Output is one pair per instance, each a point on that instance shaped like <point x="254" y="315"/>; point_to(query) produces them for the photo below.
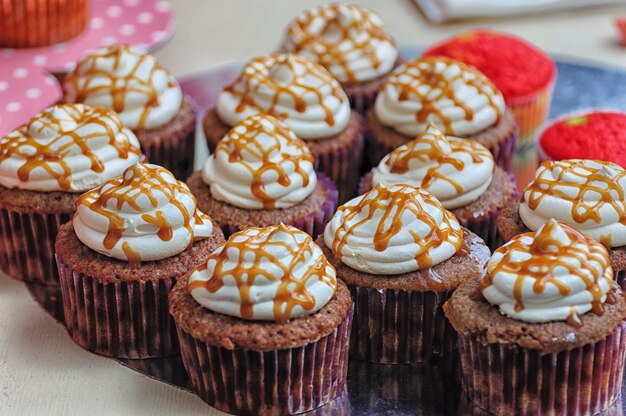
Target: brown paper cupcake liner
<point x="27" y="245"/>
<point x="395" y="326"/>
<point x="506" y="380"/>
<point x="121" y="319"/>
<point x="277" y="382"/>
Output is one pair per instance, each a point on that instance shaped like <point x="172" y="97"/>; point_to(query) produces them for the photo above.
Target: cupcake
<point x="460" y="173"/>
<point x="261" y="174"/>
<point x="267" y="304"/>
<point x="35" y="23"/>
<point x="525" y="74"/>
<point x="351" y="42"/>
<point x="44" y="166"/>
<point x="146" y="97"/>
<point x="128" y="243"/>
<point x="588" y="195"/>
<point x="401" y="254"/>
<point x="458" y="99"/>
<point x="309" y="100"/>
<point x="596" y="135"/>
<point x="543" y="332"/>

-----

• Description of the task
When a line in the listing above holds the word "produces", copy it.

• Solution for this exercise
Output is one pair per instance, each a point on that instance shaped like <point x="254" y="315"/>; point_to(query) produces them for the photo below.
Output is one pair per instance, each a point on that instance shaped like <point x="172" y="97"/>; point_to(query) produces them for the photo above.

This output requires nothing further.